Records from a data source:

--*--

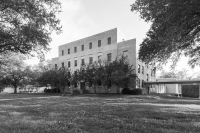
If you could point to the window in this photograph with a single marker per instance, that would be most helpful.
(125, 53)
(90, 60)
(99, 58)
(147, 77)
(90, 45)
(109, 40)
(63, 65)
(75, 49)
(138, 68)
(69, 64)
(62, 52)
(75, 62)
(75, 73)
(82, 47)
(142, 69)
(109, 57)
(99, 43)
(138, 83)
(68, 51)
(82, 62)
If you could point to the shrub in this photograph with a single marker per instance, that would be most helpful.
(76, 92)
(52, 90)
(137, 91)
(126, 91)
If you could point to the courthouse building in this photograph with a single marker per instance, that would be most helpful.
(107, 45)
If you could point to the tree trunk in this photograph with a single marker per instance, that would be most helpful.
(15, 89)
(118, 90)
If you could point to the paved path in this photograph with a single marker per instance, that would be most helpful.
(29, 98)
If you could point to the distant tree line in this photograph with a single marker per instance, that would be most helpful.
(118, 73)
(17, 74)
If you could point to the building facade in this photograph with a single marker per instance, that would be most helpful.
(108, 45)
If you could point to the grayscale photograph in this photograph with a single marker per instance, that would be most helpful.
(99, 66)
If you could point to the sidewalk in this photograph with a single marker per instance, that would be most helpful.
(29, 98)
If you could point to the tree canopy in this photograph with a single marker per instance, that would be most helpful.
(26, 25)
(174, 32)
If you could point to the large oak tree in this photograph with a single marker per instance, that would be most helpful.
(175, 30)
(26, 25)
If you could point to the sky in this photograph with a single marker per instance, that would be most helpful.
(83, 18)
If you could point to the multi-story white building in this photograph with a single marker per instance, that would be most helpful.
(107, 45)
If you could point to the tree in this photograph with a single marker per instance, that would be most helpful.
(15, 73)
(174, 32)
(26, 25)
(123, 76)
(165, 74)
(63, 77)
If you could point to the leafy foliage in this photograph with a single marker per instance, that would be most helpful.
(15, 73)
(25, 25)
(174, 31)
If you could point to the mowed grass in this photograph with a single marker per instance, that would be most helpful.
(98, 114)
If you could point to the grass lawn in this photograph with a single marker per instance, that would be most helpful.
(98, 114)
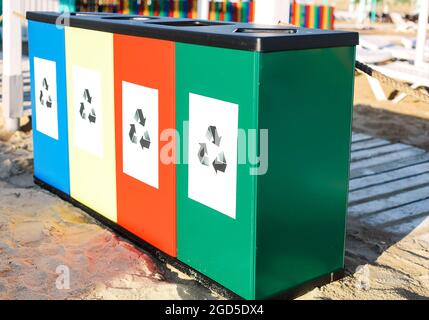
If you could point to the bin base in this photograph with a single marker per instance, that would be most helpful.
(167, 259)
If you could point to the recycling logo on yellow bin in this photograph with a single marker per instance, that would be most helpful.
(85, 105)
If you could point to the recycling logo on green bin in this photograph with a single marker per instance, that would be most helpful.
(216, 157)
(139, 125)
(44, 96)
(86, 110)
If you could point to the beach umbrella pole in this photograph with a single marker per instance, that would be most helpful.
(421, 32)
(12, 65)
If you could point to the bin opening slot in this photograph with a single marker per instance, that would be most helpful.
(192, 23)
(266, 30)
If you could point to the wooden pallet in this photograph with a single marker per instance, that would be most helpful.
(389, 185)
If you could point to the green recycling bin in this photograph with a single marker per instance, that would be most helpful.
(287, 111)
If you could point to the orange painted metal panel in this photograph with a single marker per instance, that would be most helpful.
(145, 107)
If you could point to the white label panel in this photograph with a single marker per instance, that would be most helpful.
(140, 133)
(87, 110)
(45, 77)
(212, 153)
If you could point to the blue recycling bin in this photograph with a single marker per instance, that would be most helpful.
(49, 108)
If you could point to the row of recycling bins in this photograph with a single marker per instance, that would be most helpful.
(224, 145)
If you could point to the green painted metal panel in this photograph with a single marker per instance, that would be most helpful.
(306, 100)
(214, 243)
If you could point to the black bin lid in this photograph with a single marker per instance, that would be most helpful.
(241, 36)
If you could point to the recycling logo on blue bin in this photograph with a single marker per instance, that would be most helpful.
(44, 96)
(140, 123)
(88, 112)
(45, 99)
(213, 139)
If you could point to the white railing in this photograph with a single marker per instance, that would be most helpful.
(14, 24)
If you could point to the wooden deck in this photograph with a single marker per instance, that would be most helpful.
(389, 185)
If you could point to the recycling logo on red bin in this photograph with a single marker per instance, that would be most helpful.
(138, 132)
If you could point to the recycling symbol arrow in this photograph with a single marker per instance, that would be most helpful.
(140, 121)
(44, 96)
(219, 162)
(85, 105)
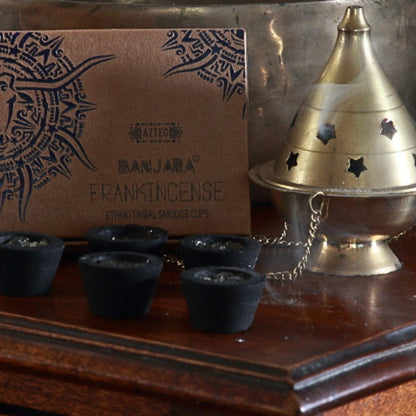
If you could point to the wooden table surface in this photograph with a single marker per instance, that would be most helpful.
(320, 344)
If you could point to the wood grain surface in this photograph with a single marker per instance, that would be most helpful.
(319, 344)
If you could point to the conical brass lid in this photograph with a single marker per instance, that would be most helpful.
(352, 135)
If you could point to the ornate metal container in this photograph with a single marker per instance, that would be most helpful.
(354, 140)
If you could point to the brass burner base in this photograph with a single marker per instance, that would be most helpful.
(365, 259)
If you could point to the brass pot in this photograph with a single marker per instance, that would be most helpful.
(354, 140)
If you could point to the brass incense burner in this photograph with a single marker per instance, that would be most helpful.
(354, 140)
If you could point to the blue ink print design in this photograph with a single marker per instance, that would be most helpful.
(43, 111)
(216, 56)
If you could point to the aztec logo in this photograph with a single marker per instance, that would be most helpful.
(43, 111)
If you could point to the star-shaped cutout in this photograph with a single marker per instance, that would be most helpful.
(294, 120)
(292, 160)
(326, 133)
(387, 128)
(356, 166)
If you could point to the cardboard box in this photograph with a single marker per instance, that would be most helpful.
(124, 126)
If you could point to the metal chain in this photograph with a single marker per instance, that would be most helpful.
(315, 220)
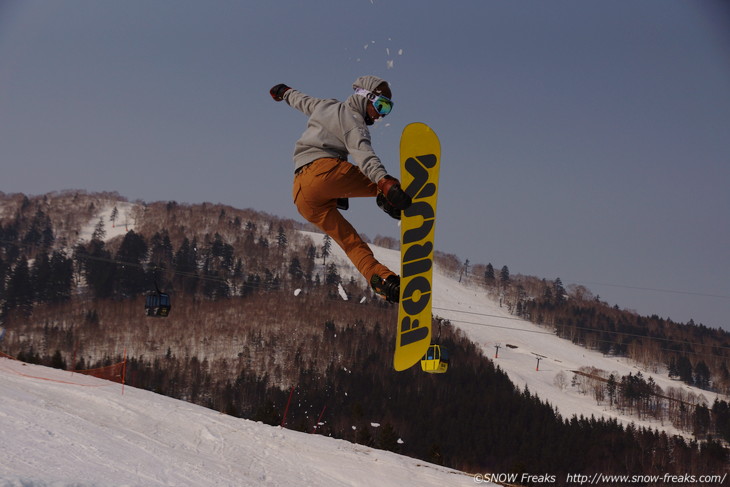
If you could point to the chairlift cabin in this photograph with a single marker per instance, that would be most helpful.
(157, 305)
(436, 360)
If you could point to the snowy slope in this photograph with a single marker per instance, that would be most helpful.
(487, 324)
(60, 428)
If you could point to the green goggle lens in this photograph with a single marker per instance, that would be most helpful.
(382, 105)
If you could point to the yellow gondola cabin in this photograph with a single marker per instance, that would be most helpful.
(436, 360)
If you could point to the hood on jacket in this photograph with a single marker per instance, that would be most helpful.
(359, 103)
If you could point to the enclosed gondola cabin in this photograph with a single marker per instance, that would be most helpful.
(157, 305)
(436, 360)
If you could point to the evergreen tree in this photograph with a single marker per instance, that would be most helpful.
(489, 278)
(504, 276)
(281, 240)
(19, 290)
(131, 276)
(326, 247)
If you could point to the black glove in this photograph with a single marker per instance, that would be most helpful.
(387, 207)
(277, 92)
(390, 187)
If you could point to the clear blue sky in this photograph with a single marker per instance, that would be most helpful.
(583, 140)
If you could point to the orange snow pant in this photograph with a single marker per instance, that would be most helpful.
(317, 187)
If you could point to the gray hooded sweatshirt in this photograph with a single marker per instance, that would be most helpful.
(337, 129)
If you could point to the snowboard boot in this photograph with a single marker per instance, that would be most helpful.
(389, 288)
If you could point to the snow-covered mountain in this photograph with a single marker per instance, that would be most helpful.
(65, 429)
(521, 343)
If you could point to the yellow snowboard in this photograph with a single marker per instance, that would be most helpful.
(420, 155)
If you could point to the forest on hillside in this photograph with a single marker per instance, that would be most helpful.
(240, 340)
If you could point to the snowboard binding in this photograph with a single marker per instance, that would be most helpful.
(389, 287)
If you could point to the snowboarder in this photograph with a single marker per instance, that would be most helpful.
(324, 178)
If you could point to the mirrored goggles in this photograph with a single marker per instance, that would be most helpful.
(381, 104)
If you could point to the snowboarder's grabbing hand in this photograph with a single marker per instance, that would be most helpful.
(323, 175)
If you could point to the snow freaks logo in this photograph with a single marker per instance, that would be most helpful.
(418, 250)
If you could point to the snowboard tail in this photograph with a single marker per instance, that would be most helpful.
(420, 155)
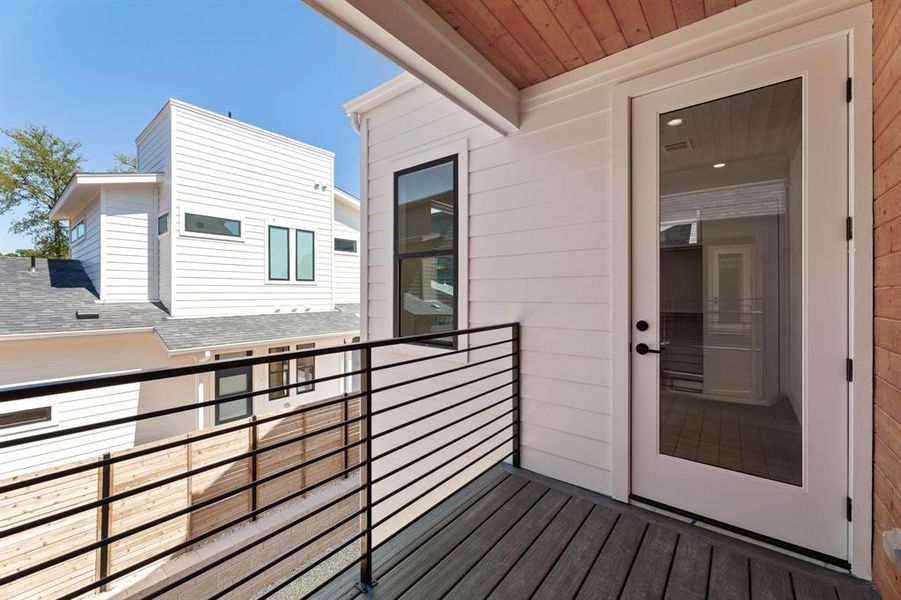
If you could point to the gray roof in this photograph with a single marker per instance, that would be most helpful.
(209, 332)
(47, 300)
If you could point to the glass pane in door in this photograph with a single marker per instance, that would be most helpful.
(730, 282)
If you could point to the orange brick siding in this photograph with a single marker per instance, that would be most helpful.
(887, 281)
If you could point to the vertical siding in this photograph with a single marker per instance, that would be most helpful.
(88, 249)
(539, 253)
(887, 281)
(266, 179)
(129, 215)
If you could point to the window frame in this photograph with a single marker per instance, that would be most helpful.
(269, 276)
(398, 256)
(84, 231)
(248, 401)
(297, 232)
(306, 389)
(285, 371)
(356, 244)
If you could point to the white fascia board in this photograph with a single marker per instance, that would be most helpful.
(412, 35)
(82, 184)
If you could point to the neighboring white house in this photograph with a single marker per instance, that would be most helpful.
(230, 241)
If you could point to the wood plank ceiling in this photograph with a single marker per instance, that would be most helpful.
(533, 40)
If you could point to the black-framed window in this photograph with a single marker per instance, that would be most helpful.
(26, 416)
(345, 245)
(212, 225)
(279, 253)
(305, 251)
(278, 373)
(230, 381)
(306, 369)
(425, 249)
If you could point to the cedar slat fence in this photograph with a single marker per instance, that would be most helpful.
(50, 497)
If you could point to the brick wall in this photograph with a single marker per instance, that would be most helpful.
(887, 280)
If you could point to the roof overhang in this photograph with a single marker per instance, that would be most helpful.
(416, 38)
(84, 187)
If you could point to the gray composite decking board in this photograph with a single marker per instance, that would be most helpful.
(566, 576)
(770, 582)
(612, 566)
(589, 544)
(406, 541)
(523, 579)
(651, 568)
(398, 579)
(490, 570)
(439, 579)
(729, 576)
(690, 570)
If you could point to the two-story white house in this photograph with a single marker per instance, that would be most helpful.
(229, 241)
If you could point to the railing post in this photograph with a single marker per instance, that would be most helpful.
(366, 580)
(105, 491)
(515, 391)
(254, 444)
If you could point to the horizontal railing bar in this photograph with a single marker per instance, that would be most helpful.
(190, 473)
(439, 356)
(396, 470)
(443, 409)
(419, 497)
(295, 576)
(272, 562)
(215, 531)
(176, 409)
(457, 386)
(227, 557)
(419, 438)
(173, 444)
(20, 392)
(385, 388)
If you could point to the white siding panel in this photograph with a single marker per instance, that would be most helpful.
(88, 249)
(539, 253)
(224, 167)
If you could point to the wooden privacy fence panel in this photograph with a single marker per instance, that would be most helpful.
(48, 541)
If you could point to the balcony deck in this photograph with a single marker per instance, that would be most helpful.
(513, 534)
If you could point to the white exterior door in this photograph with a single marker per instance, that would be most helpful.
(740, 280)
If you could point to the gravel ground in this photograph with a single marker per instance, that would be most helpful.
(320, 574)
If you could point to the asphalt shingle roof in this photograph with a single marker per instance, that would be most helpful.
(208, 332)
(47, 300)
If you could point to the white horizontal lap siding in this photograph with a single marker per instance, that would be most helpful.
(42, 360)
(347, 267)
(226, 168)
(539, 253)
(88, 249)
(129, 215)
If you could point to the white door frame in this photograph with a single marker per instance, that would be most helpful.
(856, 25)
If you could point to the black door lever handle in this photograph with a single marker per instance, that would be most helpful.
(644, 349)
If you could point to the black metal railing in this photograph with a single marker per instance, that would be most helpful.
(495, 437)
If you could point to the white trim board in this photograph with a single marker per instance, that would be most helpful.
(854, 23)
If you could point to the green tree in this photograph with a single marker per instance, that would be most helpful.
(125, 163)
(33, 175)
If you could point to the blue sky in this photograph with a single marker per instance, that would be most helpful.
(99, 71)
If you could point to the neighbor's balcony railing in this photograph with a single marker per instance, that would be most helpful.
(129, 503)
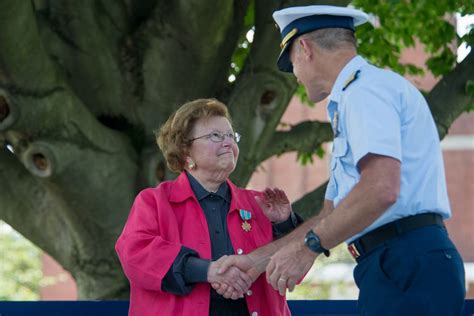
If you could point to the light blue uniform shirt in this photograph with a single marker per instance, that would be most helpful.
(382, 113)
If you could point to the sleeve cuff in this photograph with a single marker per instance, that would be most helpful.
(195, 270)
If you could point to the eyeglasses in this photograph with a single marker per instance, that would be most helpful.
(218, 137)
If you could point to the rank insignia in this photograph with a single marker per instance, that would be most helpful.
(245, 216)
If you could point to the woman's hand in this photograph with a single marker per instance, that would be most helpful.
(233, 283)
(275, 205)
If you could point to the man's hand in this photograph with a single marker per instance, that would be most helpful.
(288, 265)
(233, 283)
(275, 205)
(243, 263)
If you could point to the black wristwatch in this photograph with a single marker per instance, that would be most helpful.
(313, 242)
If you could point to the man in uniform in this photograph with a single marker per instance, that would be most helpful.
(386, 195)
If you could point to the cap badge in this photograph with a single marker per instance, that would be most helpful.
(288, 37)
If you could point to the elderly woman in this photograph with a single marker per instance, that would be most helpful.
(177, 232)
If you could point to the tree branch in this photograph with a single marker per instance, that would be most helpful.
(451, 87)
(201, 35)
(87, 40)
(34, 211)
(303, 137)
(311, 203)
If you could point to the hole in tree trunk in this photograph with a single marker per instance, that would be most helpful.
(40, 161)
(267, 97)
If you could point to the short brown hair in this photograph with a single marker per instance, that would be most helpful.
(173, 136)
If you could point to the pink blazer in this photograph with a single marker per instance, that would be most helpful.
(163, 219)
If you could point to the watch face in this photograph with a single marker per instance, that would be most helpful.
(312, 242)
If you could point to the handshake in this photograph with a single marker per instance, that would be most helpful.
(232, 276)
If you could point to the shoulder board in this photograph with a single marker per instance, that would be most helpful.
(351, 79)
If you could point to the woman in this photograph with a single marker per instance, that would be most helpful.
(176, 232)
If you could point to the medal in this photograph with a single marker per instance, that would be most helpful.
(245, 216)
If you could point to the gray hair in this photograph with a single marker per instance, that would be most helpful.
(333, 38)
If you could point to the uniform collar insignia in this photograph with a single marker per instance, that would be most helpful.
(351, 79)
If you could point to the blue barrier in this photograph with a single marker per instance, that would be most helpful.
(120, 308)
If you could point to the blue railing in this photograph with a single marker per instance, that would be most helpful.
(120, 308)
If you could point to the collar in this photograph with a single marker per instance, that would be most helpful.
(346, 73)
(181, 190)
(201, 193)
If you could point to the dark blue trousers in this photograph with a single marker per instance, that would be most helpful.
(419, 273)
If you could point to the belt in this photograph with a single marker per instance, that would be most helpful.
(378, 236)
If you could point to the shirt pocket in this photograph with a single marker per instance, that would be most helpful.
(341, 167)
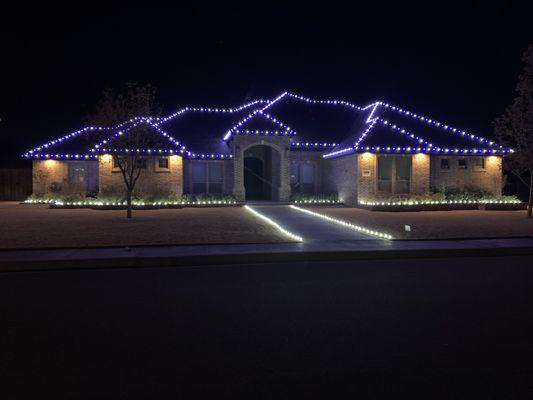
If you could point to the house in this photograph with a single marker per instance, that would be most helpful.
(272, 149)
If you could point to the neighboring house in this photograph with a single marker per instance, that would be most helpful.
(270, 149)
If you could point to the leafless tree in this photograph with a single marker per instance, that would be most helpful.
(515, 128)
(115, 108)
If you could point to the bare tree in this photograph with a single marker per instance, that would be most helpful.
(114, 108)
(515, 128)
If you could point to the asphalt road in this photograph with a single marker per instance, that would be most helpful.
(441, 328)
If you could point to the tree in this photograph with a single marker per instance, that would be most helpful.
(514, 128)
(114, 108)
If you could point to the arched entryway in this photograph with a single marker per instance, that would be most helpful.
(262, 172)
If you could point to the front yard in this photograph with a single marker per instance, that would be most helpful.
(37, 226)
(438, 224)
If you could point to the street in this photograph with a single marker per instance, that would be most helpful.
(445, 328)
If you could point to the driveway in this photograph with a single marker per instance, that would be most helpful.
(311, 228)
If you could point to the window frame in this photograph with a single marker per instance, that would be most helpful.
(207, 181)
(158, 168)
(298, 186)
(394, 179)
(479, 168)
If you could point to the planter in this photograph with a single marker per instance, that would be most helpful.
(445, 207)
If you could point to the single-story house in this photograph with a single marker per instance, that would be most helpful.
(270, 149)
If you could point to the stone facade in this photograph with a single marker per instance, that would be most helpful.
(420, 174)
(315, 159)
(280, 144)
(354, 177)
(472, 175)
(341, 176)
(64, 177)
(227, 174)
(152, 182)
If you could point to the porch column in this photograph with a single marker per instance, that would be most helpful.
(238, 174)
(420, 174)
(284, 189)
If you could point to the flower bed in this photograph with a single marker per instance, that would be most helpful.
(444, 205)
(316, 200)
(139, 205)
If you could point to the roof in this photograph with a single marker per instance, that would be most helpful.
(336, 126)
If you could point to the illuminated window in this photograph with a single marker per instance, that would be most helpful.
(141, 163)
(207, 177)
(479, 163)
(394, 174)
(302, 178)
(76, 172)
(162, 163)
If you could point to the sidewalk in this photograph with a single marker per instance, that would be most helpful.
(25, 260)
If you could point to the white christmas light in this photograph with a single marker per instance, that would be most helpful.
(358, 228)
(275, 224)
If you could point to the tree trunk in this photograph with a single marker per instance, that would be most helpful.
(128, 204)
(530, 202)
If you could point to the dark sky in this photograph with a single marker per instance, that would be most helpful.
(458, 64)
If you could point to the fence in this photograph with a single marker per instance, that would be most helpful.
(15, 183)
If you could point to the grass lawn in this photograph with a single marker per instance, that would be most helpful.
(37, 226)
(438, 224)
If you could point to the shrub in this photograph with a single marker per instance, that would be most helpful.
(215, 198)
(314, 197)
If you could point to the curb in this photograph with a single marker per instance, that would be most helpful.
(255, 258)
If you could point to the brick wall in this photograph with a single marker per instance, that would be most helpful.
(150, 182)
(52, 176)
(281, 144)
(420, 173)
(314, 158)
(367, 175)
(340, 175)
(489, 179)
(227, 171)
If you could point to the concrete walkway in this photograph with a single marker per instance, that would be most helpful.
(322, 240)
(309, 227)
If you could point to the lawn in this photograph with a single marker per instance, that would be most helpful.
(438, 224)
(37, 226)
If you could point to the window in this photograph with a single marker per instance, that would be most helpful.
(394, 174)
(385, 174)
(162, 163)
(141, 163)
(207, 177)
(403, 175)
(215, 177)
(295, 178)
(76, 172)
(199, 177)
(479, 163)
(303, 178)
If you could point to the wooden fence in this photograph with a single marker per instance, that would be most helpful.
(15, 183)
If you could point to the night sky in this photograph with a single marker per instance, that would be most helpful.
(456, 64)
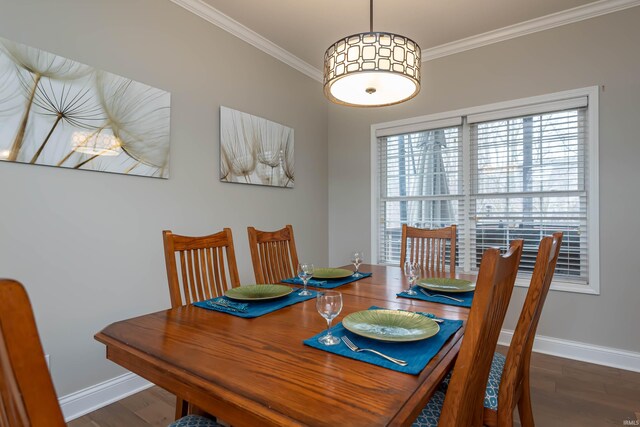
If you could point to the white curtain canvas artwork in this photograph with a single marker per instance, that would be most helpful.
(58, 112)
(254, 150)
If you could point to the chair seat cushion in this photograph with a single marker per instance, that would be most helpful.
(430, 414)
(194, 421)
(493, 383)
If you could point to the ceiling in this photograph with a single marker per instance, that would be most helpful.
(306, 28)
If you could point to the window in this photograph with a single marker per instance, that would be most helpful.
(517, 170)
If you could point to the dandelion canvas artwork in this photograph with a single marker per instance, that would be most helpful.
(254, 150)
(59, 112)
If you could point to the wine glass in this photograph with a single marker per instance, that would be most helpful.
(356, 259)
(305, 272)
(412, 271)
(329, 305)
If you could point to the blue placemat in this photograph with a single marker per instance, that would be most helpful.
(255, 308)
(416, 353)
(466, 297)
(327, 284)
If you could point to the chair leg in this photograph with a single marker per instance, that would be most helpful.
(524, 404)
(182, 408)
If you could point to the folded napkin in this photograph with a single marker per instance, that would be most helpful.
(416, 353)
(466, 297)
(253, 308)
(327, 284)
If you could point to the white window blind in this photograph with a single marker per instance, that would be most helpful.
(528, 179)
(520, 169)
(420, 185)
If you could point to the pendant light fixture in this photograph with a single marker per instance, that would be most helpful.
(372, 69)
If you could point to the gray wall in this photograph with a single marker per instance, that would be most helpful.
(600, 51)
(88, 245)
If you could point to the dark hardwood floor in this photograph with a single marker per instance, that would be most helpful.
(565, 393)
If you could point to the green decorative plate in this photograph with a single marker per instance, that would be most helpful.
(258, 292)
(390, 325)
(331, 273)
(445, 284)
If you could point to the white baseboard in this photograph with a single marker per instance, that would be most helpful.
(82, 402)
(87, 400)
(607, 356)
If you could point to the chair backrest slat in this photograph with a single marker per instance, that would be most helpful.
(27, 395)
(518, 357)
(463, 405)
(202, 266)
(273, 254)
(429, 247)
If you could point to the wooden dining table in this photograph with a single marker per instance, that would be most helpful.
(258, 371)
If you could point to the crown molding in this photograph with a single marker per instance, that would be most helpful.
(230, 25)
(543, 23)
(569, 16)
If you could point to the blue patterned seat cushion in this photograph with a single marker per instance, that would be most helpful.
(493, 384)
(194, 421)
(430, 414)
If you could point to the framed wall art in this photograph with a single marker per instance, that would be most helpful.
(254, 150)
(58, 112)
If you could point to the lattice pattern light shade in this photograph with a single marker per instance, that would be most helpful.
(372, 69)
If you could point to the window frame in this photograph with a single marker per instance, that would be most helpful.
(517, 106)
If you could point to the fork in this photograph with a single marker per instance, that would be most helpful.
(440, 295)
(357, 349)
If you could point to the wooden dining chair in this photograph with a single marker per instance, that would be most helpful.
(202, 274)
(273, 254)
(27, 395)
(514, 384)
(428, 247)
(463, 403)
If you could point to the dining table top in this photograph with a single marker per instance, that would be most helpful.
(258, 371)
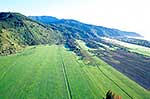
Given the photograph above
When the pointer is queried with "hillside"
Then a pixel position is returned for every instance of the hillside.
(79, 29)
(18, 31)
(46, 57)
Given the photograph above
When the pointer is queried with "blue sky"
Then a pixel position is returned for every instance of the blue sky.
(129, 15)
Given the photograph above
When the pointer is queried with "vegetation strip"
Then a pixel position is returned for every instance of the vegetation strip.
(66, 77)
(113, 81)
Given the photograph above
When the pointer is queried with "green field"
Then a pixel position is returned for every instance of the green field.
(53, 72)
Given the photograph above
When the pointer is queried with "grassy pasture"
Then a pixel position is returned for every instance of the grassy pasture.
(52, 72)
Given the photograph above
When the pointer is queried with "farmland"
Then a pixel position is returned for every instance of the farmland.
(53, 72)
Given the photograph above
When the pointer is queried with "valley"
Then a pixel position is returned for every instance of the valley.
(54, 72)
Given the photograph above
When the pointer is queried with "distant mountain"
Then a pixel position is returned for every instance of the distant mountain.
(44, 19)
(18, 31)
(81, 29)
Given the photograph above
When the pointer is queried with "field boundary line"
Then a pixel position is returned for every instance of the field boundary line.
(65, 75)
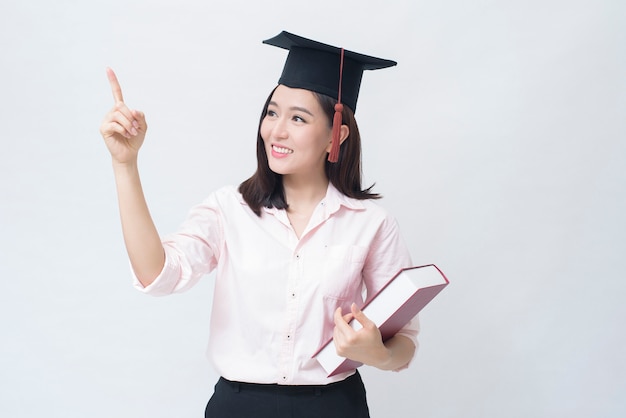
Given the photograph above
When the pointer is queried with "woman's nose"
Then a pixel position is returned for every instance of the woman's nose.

--*--

▶ _EXERCISE DESCRIPTION_: All lines carrying the word "queried" must be copied from the data above.

▶ _EXPECTED ANSWER_:
When the pointer is queried with "hillside"
When the pointer is queried with "blue sky"
When the pointer is queried with "vegetation strip"
When the pointer is queried with "green field"
When the pointer is queried with "grassy pasture"
When the pointer is queried with "farmland"
When the pointer is queried with "valley"
When the pointer is queried with "distant mountain"
When the pointer is queried with "field boundary line"
When the pointer is queried with "woman's nose"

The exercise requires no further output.